> **Task prompt**
How many lines below contain the string "light", with case counting? Reply with the number alone.

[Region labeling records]
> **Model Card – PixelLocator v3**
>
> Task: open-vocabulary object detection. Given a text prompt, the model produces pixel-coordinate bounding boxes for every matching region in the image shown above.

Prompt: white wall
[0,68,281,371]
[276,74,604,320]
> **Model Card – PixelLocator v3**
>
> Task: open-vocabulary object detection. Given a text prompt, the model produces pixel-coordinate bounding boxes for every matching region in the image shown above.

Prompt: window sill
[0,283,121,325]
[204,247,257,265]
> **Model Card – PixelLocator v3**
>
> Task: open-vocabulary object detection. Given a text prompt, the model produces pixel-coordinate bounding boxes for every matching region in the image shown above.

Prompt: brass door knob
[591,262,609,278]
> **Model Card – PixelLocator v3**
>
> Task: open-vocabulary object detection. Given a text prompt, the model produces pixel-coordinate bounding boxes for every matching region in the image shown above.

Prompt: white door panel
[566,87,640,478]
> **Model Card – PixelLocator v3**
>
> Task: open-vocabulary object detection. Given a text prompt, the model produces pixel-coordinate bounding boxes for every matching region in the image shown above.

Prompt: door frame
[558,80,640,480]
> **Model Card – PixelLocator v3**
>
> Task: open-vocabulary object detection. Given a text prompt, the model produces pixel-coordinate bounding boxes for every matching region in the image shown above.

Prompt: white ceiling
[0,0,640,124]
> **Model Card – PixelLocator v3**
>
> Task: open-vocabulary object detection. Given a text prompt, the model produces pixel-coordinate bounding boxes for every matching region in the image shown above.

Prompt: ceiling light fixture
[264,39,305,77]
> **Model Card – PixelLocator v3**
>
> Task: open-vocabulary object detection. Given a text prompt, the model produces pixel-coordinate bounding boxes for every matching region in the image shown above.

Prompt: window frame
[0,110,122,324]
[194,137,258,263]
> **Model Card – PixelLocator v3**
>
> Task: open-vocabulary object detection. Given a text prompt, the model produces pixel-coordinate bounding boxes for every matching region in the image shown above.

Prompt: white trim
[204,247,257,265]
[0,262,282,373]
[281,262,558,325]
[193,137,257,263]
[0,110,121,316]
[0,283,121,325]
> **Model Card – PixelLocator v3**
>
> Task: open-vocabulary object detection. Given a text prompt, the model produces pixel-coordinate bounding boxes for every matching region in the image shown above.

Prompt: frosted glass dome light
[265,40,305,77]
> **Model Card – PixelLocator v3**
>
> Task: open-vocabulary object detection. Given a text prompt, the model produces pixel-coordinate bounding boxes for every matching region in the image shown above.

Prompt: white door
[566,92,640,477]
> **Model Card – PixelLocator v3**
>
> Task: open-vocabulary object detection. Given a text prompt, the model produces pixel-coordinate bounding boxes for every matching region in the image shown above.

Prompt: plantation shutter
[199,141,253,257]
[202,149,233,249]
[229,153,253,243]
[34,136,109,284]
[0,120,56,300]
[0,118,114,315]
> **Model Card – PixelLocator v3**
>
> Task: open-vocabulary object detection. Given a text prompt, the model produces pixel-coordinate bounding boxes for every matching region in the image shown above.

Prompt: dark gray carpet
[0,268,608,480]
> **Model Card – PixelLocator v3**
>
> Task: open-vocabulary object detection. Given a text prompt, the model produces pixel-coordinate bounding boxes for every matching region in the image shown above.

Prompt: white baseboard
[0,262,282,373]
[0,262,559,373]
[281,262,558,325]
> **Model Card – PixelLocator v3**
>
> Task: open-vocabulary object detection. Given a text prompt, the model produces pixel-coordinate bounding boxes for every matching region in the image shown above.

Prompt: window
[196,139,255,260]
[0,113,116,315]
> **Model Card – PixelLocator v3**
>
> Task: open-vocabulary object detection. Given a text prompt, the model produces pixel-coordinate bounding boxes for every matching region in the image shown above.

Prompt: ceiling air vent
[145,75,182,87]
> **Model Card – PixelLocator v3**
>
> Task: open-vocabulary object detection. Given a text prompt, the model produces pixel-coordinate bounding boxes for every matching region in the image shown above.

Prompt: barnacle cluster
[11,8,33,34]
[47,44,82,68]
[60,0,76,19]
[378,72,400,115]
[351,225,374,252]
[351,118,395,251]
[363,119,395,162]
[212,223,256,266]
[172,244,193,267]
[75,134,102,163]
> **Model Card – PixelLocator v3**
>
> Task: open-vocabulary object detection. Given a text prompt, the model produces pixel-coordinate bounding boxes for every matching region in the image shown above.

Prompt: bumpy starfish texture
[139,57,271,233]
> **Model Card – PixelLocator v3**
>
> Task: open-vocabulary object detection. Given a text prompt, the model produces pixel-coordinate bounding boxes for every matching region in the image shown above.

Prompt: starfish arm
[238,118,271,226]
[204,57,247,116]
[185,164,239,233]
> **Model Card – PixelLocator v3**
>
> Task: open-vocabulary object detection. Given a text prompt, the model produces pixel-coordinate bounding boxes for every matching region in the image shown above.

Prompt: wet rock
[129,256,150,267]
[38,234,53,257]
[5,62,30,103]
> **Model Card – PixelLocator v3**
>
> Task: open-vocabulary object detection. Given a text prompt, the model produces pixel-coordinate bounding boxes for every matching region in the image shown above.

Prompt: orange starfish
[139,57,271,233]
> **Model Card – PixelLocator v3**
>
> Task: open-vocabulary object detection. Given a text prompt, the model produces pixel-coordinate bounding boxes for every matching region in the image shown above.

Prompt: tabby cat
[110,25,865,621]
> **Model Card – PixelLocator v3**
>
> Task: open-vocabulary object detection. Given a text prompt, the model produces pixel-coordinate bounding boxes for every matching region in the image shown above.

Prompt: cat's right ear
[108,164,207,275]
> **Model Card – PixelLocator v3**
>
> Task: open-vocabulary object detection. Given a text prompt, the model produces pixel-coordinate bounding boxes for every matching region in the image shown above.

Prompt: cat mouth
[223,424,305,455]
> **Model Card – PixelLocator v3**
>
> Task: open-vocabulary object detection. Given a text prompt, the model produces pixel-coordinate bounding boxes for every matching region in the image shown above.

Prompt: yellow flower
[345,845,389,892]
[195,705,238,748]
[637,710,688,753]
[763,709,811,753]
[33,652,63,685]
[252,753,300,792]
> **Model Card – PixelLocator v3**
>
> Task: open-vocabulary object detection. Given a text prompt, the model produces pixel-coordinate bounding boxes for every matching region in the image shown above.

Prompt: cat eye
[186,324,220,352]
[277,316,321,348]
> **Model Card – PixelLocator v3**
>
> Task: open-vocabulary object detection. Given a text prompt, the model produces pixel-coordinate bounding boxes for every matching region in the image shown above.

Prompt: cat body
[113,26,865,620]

> **Reply to the exercise**
2